PASSAGE:
Crossroads Center
- Location: Waterloo, Iowa, United States
- Coordinates: 42°27′43″N 92°19′19″W﻿ / ﻿42.462°N 92.322°W
- Opened: March 1970; 56 years ago
- Closed: December 2025; 8 months ago (demolition to begin in January 2026)
- Developer: Crossroads Center Inc.
- Management: ATI Group
- Owner: ATI Group
- Anchor tenants: 5 (all vacant)
- Floor area: 847,099 sq ft (78,698.1 m^{2})
- Floors: 2
- Public transit: 5 10 MET Transit
- Website: shopcrossroadscenter.com

= Crossroads Mall (Waterloo, Iowa) =

Crossroads Center was a shopping mall located in Waterloo, Iowa, United States. It was built in 1970 as one of the first malls in Iowa. It has five vacant anchors formerly occupied by Sears, Dillard's, Gordmans, Younkers, and At Home. It is owned by ATI Group. It is located in the heart of a retail hub that includes a 12 screen theater, Best Buy, Super Target (opened 2000), Walmart, Barnes & Noble, and many other national tenants. The mall is located near the interchange of Interstate 380 and U.S. Highway 20.

==History==
Crossroads Center Inc. announced plans for the mall in 1967, along with two other malls of the same name: one in St. Cloud, Minnesota and one in Fort Dodge, Iowa.

The Sears anchor store opened first, on March 24, 1969. The mall itself opened one year later, in March 1970, as both the only two-story mall and the first enclosed mall in Iowa. The JCPenney anchor store opened along with the mall, as did Black's department store. Black's became Donaldson's in 1978 and then Carson Pirie Scott in 1987. The store closed on September 30, 1989.

RECORDS PROVIDED:

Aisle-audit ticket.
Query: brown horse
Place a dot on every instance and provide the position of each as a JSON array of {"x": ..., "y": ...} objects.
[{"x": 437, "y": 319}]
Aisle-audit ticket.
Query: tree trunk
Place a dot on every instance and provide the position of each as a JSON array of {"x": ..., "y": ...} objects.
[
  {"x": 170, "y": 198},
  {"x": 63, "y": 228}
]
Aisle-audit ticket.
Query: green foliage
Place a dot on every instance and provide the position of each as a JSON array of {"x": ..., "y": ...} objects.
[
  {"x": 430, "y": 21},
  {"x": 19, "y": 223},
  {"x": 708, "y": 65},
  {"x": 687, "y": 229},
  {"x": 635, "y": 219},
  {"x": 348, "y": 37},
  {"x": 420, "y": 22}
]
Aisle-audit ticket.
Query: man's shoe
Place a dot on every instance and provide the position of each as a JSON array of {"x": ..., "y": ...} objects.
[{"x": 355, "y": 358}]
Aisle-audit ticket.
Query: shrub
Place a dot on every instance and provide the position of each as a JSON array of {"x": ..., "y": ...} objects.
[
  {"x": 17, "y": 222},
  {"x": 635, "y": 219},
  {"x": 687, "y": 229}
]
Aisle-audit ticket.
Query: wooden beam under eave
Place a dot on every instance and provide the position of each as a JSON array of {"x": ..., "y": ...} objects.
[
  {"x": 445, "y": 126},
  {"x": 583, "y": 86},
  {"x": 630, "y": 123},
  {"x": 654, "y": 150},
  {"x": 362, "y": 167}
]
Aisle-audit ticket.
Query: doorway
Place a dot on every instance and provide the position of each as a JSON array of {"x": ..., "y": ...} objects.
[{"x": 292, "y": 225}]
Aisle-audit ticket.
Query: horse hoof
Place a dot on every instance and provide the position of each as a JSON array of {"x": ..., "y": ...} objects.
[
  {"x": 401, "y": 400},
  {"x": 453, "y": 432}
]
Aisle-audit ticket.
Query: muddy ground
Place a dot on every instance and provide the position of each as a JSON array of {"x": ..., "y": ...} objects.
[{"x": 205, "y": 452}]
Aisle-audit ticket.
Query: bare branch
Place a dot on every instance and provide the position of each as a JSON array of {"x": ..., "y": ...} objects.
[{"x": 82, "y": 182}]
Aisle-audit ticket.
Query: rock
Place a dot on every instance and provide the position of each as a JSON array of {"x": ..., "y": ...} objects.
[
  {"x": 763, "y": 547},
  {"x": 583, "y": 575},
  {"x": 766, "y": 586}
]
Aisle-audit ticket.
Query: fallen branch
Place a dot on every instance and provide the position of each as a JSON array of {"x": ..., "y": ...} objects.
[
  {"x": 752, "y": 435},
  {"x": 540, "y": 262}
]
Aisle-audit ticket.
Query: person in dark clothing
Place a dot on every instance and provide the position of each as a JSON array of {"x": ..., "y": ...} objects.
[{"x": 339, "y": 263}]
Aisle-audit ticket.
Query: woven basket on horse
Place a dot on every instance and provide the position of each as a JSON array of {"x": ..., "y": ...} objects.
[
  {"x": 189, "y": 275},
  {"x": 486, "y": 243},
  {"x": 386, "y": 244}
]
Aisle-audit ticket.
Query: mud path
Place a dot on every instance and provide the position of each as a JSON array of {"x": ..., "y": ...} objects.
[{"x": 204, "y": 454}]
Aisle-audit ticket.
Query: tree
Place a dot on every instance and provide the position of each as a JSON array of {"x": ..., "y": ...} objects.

REQUIRED ACTIONS:
a) In the Crossroads Center article, which anchor store opened first, and on what date?
b) Rewrite the paragraph of the Crossroads Center article beginning "The Sears anchor store opened first" as a bulleted list, keeping its main facts.
c) Carry on the Crossroads Center article from the point where it stops.

RESPONSES:
a) Sears opened first, on March 24, 1969.

b)
- Sears anchor store opened first, on March 24, 1969.
- The mall opened in March 1970 as Iowa's only two-story mall and its first enclosed mall.
- JCPenney and Black's department store opened with the mall.
- Black's became Donaldson's in 1978 and Carson Pirie Scott in 1987.
- That store closed on September 30, 1989.

c)
The upper level of the JCPenney anchor store was converted to a Herberger's anchor store in 1989. In 1991, Sears rented a 57,000 sq ft portion of its anchor store to become a Phar-Mor pharmacy. In 1993, 1/2 Price Store (later renamed Gordmans) took over that space. Herberger's was renamed Younkers in 1997. The mall was renovated in 1997 at a cost of $4 million. At the same time, Dillard's constructed a new 155,000 sq ft anchor store connected to the mall, at a cost of $20 million, rather than leasing space. The Dillard's anchor store opened on August 13, 1997. All 1/2 Price Store locations were renamed Gordmans in 2000.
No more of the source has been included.